**Work instructions**
Print the entire listing. Each line must match the original exactly.

**Excerpted data**

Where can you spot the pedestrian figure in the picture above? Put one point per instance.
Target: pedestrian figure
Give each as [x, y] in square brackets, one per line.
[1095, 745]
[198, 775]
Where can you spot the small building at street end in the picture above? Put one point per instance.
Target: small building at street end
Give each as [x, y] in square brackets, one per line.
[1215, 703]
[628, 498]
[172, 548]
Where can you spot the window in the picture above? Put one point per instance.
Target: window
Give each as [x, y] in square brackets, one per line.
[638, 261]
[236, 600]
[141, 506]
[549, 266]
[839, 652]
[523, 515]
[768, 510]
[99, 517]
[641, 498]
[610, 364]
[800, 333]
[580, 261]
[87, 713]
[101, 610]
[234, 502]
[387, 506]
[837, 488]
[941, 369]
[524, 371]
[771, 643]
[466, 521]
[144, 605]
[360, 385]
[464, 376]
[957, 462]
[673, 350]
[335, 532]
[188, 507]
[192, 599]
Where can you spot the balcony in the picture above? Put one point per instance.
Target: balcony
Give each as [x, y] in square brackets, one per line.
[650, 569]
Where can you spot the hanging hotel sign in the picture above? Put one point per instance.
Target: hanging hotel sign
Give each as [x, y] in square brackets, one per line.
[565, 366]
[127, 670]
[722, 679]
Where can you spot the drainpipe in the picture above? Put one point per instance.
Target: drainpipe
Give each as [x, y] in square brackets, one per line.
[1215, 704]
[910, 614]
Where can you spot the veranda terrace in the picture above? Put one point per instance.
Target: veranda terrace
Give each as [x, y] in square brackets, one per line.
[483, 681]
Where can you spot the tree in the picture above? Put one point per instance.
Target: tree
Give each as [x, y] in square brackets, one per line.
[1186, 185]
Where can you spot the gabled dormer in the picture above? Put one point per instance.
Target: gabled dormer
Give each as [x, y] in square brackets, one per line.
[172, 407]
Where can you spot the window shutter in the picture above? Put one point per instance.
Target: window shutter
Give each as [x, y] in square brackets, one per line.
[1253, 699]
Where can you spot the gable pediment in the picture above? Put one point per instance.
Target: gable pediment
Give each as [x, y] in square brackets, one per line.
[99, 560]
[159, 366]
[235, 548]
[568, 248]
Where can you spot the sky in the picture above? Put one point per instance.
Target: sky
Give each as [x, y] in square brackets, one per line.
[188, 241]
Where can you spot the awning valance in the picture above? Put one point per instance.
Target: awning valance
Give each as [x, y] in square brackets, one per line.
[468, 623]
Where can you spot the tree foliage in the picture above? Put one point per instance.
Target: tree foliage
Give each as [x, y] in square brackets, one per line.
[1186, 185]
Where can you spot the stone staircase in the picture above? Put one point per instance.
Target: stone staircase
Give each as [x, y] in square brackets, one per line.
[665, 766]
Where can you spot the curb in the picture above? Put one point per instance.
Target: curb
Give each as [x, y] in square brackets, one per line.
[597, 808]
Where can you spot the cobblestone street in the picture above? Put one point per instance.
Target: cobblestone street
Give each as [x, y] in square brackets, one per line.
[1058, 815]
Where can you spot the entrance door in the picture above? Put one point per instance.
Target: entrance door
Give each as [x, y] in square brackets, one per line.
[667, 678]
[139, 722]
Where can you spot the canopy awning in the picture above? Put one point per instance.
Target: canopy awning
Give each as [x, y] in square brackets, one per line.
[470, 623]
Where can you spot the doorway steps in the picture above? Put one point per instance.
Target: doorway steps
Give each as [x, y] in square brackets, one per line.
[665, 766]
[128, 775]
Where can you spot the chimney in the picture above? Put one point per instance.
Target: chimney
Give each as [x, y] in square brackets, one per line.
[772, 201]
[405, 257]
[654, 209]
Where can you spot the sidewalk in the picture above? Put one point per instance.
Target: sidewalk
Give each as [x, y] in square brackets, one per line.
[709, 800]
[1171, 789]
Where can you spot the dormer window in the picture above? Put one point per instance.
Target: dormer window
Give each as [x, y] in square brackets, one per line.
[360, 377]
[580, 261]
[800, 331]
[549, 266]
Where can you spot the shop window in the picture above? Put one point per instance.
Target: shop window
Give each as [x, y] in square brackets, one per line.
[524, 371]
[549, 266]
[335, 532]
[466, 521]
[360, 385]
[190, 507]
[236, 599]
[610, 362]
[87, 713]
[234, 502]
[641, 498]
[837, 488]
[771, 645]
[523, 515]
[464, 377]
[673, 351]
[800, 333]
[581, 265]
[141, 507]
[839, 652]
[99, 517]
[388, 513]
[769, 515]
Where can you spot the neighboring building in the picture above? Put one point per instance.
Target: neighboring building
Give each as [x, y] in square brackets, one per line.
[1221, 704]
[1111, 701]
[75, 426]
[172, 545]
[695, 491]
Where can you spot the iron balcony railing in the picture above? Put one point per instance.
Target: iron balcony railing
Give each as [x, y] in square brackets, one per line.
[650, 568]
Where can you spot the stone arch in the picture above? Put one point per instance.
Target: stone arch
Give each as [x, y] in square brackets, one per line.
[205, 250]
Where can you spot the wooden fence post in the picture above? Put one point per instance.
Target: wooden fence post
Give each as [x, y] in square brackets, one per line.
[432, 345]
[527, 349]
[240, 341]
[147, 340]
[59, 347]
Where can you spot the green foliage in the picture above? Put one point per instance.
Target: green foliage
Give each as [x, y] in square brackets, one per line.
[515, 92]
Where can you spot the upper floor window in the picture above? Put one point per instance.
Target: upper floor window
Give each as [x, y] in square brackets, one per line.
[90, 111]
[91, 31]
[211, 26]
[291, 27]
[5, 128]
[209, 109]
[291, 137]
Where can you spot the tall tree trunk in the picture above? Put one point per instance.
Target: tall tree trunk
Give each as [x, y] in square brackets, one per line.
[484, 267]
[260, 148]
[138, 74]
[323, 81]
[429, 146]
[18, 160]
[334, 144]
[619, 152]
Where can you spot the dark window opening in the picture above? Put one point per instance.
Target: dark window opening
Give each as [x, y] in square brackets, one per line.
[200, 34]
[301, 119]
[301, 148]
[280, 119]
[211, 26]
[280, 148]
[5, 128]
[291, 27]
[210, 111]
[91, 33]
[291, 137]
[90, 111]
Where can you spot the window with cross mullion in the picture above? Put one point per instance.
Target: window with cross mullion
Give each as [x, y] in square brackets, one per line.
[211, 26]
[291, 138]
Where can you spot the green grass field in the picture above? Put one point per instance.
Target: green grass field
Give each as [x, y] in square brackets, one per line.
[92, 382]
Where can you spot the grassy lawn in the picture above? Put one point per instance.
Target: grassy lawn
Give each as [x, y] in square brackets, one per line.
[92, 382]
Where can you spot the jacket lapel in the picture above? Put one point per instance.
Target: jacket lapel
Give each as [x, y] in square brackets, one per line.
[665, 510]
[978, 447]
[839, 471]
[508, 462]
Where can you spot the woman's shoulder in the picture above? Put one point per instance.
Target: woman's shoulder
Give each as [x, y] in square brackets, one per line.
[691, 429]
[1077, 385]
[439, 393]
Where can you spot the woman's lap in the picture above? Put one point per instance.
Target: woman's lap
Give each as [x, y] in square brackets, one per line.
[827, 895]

**Response to the task**
Where can you spot the pedestrian figure in the picture above? Put one point per instance.
Target: pedestrian figure
Give each as [x, y] in square brackets, one per line.
[1095, 745]
[198, 775]
Where can you spot the small building at street end in the picture above? Put one point per instance.
Target: small building at street end
Give each as [x, y] in square brackets, one per line.
[1215, 703]
[628, 498]
[172, 548]
Where can you spot the window in the picture above? Put one point per instance.
Target: window
Give each as [x, y] in square brackets, one per line.
[638, 261]
[236, 600]
[141, 506]
[549, 266]
[839, 652]
[523, 515]
[768, 510]
[99, 517]
[641, 498]
[610, 364]
[800, 333]
[580, 261]
[87, 713]
[101, 610]
[234, 502]
[387, 506]
[837, 488]
[941, 369]
[524, 371]
[771, 643]
[466, 521]
[144, 605]
[360, 385]
[464, 376]
[957, 462]
[673, 350]
[335, 532]
[188, 507]
[192, 599]
Where can you spot the balcony in the picture above? Put one point per instance.
Target: balcony
Give each as [x, y] in square brackets, one per line.
[650, 569]
Where can you spot the hanging hotel sign in the picture above? Put one point per instance.
Target: hanging hotel sign
Give each as [x, y] in square brackets, one per line.
[565, 366]
[127, 670]
[722, 679]
Where can you spot the drainpipe in the picture above? Put one point per instance.
Target: drainpipe
Give each as [x, y] in square brackets, one per line.
[1215, 704]
[910, 614]
Where can you spot the veranda terrace in the picture above? Put one point per instance.
Target: veranda terrace
Give each as [x, y] in square brackets, one per line.
[483, 681]
Where can you spot the tree in the picture above? Put one point per instance.
Target: tree
Give each as [x, y] in square brackets, one per line.
[1186, 185]
Where can you spot the gabled dormer in the picture above? Put one point per instance.
Target: gabled dormer
Give each as [x, y] in square brackets, one per line.
[172, 407]
Where can you spot the window shutter in the picture above? Put one point per instance.
Target: window shutter
Give each as [x, y] in square brackets, one per line.
[1253, 699]
Where can you spot the gable pediment in the picture above? Put one point per instance.
Target: gable pediment
Give each as [x, y] in square brackets, one per line.
[99, 560]
[159, 366]
[235, 548]
[568, 248]
Where can you spot the sky in the picture above? Put one point per instance.
Target: sky
Give each as [x, y] in square brackets, one per line.
[188, 241]
Where can you spot the awning valance in the picture above? Put one point per instance.
Target: awning valance
Give each as [x, y] in square brackets, one per line.
[468, 623]
Where can you spot the tree foliage in the picture above? Put one point per instance.
Target: tree foliage
Give each as [x, y] in square brackets, one per line.
[1186, 185]
Where can you spot the stone staircase in the picture above? Put one point per instance.
Target: stone staircase
Give each as [x, y] in square brackets, one per line.
[665, 766]
Where can you spot the curb in the picture above? Put one point per instance.
Target: curb
Give each as [x, y] in square brackets, one per line.
[597, 808]
Where can you spot the cobblestone street in the picture above? Put one point per instance.
Target: cobblestone street
Give each as [x, y] in square brackets, one per line.
[1058, 815]
Where can you spot the entrance door in the picture above? Put one point per instance.
Target: entrance door
Give each as [x, y] in square brackets, one per line.
[667, 678]
[139, 722]
Where can you spot the canopy awning in the picture above? Put one point per instance.
Target: canopy awning
Give each as [x, y] in square brackets, one per line.
[470, 623]
Where can you spot the doorway steps in the picture above? Put one point per instance.
Target: doorway steps
Give each as [x, y] in square brackets, one per line.
[665, 766]
[128, 775]
Where can you spot the chimney in the picture above? Put one point per instance.
Target: chimney
Give each as [x, y] in square brackets, one per line.
[772, 201]
[405, 257]
[654, 209]
Where can you spot the sidewalk in the picture above? Put one point per instance.
Target: sidewalk
Give each as [x, y] in square brackets, one per line.
[709, 800]
[1171, 789]
Where can you spot the dormer window in the picture above? Put one point per instance.
Target: dormer window
Give each as [x, y] in square brackets, one per line.
[360, 377]
[580, 261]
[800, 331]
[549, 266]
Where can you spot the shop window in the picture above? Put one point per instance.
Target: shop window
Give each as [x, y] in square brackets, one per line.
[524, 371]
[549, 266]
[335, 532]
[466, 521]
[360, 385]
[190, 507]
[236, 599]
[610, 362]
[87, 713]
[234, 502]
[641, 498]
[837, 488]
[771, 645]
[523, 515]
[464, 377]
[673, 351]
[800, 333]
[581, 265]
[141, 507]
[839, 652]
[99, 517]
[388, 513]
[769, 515]
Where can you spot the neighboring building in the picture above? Put one point per instance.
Target: neighboring building
Give each as [x, y] in square brackets, one per line.
[1221, 704]
[1111, 701]
[75, 426]
[172, 545]
[695, 491]
Where can you spot the iron balcony railing in the picture above? Put one point per instance.
Target: iron balcony railing
Give each as [x, y] in square brackets, one per line.
[650, 568]
Where can you spot the stone arch in the picture above? Put one point per instance.
Target: stone arch
Give each as [x, y] in square brackets, one per line.
[205, 250]
Where can you spot the wooden fence post in the picture above? Put one point per instance.
Target: wooden fence post
Give each as [x, y] in square brackets, one per line.
[432, 345]
[527, 349]
[240, 341]
[147, 340]
[59, 347]
Where can you spot the green foliage in the picture above? Put one point per instance.
Target: green foliage
Give each as [x, y] in square brackets, one per line.
[515, 92]
Where can you spot the upper floor window in the picture above? Put one point per instance.
Target: upper floor window
Give each as [x, y] in square brackets, one per line.
[90, 111]
[91, 31]
[211, 26]
[291, 27]
[5, 128]
[209, 109]
[291, 137]
Where can you spot the tall tree trunk in the picture above? Put one point per instance.
Target: tall tree trunk
Give each as [x, y] in square brackets, one per line.
[484, 267]
[260, 148]
[138, 74]
[323, 81]
[429, 146]
[18, 160]
[334, 144]
[619, 152]
Where can you spot the dark window opening in the picture above? Put one point per instance.
Target: dark window opening
Give each as [x, y] in square brackets, one per line.
[200, 34]
[301, 119]
[301, 148]
[280, 119]
[211, 26]
[280, 148]
[5, 128]
[291, 27]
[210, 111]
[91, 33]
[291, 137]
[90, 111]
Where can you spot the window with cross mullion in the picture above? Put one point per instance.
Target: window with cross mullion
Give each as [x, y] in square brackets, one per line.
[211, 26]
[291, 138]
Where can you spot the green grass field in the picture above? Put one point per instance.
Target: green grass field
Give each as [x, y] in square brackets, one per line.
[92, 382]
Where can you spot the grassy lawn in the picture above? Put one point per instance.
Target: grassy lawn
Give each as [x, y] in square brackets, one per line.
[92, 382]
Where can you spot the jacket lapel in the picture above? Put one point per instance.
Target: jacket lapel
Give each as [x, y] in square brackets, one per line.
[665, 510]
[978, 447]
[839, 471]
[508, 462]
Where can you spot the woman's shoulder in the picture above? Put one point per instance.
Target: woman's shoulder
Give each as [x, y] in square brackets, one per line.
[691, 429]
[1077, 385]
[439, 393]
Where can you spot the woman's lap in the picture above? Put one point per instance.
Target: woman's lap
Give each as [x, y] in square brackets, one per line.
[827, 895]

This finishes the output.